Unattraktive Rahmenbedingungen
Doch Nachwuchs zu finden, sei schwer, sagt Lutz Regenberg von der Diakonie Nord-Nord-Ost. Schichtdienst und die hohen Belastungen würden den anspruchsvollen Beruf unattraktiv für neue Fachkräfte machen. Und auch, dass die pädagogische Arbeit unter der knappen Personaldecke leidet, schrecke einige Pädagogen ab. Im Rahmen des Aktionsbündnis Kindeswohl setzt sich Regenberg für bessere Rahmenbedingungen von der Politik für die Kinder- und Jugendhilfe ein.

- Erfasste Daten -

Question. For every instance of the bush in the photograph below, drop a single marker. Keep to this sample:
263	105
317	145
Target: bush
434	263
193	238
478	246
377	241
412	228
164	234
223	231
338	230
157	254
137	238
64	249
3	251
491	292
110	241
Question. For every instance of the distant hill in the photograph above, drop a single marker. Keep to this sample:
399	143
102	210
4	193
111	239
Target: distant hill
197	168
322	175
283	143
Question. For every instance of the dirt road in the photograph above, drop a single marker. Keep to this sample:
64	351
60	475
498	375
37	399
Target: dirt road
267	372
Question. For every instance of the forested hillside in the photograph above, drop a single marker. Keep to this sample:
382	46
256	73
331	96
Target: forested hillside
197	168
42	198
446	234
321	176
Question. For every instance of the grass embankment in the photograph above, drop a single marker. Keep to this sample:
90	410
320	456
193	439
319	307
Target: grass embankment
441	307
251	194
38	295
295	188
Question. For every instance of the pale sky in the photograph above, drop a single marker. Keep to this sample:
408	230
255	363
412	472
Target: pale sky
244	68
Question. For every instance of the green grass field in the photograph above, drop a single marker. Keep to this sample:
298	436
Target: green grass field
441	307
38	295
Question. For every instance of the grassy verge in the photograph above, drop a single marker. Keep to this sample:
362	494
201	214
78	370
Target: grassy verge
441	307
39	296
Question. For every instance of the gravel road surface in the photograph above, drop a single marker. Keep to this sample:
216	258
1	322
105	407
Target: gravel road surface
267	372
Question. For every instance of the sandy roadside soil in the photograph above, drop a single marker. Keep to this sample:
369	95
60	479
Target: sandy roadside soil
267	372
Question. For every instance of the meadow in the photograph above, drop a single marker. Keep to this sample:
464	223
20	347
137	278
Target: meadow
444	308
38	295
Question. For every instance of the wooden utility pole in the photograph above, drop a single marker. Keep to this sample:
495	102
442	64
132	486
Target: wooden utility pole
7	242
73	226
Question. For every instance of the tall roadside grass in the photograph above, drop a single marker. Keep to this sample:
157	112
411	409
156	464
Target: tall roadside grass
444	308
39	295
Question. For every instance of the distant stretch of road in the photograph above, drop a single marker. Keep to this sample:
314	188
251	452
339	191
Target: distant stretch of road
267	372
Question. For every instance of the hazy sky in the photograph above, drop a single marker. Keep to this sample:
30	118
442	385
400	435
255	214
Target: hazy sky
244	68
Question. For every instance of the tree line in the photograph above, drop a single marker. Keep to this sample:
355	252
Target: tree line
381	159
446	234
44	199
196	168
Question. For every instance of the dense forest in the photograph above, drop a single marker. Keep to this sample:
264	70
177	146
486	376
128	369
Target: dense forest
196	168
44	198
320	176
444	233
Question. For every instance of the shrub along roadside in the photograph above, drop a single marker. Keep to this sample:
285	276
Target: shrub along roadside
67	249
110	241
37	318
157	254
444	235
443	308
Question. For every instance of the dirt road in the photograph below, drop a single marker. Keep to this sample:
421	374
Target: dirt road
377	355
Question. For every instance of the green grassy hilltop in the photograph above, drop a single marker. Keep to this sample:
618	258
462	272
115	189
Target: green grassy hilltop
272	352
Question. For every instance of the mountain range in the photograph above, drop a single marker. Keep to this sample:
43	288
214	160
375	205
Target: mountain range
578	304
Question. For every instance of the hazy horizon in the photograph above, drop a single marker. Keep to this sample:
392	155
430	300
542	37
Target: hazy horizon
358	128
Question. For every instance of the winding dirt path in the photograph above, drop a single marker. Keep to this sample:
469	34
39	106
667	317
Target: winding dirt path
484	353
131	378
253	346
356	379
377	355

- Arbeitsauftrag -
Schreiben Sie den Abschnitt des Seitentexts zwischen „Unattraktive Rahmenbedingungen“ und „und Jugendhilfe ein.“ einschließlich ab und ersetzen Sie dabei „Nachwuchs“ durch „Personal“.

- Antwortbereich -
Unattraktive Rahmenbedingungen
Doch Personal zu finden, sei schwer, sagt Lutz Regenberg von der Diakonie Nord-Nord-Ost. Schichtdienst und die hohen Belastungen würden den anspruchsvollen Beruf unattraktiv für neue Fachkräfte machen. Und auch, dass die pädagogische Arbeit unter der knappen Personaldecke leidet, schrecke einige Pädagogen ab. Im Rahmen des Aktionsbündnis Kindeswohl setzt sich Regenberg für bessere Rahmenbedingungen von der Politik für die Kinder- und Jugendhilfe ein.